● **Задание 1**: В каком году, согласно исходному тексту, Наундорфа изгнали из Франции?

● **Исходный текст**:
▽

Нельзя не рассказать и еще об одном претенденте — Карле-Вильгельме Наундорфе. До 1810 года жизнь этого человека историкам не была известна. А потом он вдруг появился в Берлине и вскоре, «под давлением обстоятельств», открыл прусскому министру полиции свое «настоящее» имя и якобы даже представил ему подтверждающие документы, в частности письмо, подписанное Людовиком XVI.

Известно, что этот человек долгое время жил в Пруссии. В 1824 году у него начались какие-то проблемы с прусским правосудием, и до 1828 года он находился в тюрьме. После освобождения он вдруг начал выдавать себя за бежавшего из Тампля Людовика XVII. В 1831 году вышли в свет его «Мемуары», а в 1832 году — «Откровения о жизни Людовика XVII». В 1834 году он заявился в Париж для участия в процессе против уже известного нам «барона де Ришмона», еще одного претендента на то, чтобы называться дофином. В 1836 году его изгнали из Франции, и он обосновался в Англии, а затем в Голландии, в городе Делфте, недалеко от Гааги. Там он и умер 10 октября 1845 года.

△

● **Задание 2**: Перепишите строки записей, начиная со строки, где есть «For the evaluation set, locate every instance of the carved», и заканчивая строкой, где есть «x=422 y=800». Замените в них «postage stamp» на «postal stamp», а всё остальное оставьте без изменений.

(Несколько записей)
▽

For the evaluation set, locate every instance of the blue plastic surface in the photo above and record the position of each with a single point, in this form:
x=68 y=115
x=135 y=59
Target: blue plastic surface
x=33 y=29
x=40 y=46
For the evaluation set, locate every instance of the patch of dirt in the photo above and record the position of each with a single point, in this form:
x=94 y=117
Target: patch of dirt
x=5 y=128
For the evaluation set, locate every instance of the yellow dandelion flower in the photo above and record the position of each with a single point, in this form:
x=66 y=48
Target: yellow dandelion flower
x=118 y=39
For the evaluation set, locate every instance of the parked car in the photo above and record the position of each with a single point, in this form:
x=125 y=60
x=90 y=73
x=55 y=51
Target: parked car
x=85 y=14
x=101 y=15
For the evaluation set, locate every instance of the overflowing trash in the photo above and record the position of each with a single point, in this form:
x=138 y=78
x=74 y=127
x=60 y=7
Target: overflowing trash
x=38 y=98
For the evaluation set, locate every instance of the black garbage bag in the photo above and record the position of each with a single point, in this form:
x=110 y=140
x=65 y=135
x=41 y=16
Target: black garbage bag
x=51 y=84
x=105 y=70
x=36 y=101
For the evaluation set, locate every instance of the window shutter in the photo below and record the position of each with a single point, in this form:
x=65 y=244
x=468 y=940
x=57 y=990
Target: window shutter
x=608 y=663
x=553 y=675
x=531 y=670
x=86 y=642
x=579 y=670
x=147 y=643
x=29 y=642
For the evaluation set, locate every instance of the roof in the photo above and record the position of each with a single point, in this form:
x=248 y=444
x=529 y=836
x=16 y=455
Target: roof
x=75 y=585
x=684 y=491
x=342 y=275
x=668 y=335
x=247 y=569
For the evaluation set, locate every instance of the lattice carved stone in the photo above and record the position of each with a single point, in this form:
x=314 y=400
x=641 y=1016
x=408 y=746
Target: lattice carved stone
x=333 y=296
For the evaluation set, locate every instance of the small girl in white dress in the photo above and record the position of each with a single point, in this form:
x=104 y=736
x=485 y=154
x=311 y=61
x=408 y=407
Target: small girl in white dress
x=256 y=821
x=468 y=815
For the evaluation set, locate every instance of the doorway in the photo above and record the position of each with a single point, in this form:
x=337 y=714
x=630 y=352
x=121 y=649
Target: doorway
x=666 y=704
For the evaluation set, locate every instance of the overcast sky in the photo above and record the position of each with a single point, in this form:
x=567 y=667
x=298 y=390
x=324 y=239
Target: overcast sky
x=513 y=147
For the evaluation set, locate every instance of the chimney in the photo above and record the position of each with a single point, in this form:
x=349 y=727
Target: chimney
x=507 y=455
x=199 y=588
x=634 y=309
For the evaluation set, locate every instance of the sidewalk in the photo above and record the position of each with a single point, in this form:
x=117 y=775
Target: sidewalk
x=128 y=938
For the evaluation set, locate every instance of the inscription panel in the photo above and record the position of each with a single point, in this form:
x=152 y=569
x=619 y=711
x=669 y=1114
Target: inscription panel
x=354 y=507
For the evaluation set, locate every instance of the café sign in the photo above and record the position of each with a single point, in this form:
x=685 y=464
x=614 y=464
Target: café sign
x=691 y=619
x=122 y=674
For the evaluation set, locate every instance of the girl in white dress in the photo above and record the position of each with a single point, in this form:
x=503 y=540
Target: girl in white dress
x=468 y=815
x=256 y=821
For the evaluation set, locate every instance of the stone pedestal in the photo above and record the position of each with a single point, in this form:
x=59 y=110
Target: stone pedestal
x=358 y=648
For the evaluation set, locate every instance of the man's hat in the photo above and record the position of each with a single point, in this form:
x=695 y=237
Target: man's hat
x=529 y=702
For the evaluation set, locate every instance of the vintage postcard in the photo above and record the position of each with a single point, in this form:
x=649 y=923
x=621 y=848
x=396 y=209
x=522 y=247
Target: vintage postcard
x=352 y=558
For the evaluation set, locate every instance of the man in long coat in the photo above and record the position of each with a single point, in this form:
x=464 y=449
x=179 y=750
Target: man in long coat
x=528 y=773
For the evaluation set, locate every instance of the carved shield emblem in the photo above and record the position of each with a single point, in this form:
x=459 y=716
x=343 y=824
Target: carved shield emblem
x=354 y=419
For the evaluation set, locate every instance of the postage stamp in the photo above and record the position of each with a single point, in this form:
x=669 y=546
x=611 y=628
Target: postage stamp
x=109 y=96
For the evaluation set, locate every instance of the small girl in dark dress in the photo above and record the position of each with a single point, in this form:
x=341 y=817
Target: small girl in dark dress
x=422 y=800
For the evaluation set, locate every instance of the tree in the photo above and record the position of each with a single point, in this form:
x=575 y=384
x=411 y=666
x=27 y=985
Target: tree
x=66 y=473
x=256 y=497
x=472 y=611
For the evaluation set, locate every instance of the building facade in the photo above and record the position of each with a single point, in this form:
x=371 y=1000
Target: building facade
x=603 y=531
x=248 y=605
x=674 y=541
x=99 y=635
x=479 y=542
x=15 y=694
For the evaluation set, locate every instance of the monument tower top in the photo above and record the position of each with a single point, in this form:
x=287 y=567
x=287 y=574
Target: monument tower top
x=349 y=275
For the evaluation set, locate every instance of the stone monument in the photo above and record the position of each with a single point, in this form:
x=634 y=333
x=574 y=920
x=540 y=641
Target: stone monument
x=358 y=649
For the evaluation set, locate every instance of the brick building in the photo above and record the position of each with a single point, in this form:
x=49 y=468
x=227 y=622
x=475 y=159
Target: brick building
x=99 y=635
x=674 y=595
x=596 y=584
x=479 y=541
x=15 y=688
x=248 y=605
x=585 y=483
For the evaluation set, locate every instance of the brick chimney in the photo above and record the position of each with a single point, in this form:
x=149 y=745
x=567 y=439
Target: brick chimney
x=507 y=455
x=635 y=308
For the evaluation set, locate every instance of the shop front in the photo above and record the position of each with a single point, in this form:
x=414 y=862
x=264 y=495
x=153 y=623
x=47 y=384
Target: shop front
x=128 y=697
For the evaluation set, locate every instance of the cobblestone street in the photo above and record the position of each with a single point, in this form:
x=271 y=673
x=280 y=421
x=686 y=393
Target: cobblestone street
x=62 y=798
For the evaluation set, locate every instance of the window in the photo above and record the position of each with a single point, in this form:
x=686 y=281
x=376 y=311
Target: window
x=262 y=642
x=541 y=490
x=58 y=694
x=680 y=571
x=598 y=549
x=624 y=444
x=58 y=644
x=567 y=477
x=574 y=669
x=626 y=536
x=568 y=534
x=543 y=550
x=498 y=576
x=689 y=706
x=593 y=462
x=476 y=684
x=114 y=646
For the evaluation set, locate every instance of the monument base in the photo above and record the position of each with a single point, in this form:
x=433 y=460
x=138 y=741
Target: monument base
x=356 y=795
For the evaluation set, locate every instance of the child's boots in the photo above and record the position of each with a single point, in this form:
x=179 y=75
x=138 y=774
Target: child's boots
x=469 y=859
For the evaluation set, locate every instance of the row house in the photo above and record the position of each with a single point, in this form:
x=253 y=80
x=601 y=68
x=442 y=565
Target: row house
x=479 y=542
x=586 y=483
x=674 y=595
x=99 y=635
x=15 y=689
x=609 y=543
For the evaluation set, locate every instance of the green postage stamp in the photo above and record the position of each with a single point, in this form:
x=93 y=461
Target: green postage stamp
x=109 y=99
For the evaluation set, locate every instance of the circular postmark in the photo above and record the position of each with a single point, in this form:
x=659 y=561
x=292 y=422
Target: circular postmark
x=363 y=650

△

● **Полный ответ 1**: В 1836 году.

● **Полный ответ 2**:
For the evaluation set, locate every instance of the carved shield emblem in the photo above and record the position of each with a single point, in this form:
x=459 y=716
x=343 y=824
Target: carved shield emblem
x=354 y=419
For the evaluation set, locate every instance of the postal stamp in the photo above and record the position of each with a single point, in this form:
x=669 y=546
x=611 y=628
Target: postal stamp
x=109 y=96
For the evaluation set, locate every instance of the small girl in dark dress in the photo above and record the position of each with a single point, in this form:
x=341 y=817
Target: small girl in dark dress
x=422 y=800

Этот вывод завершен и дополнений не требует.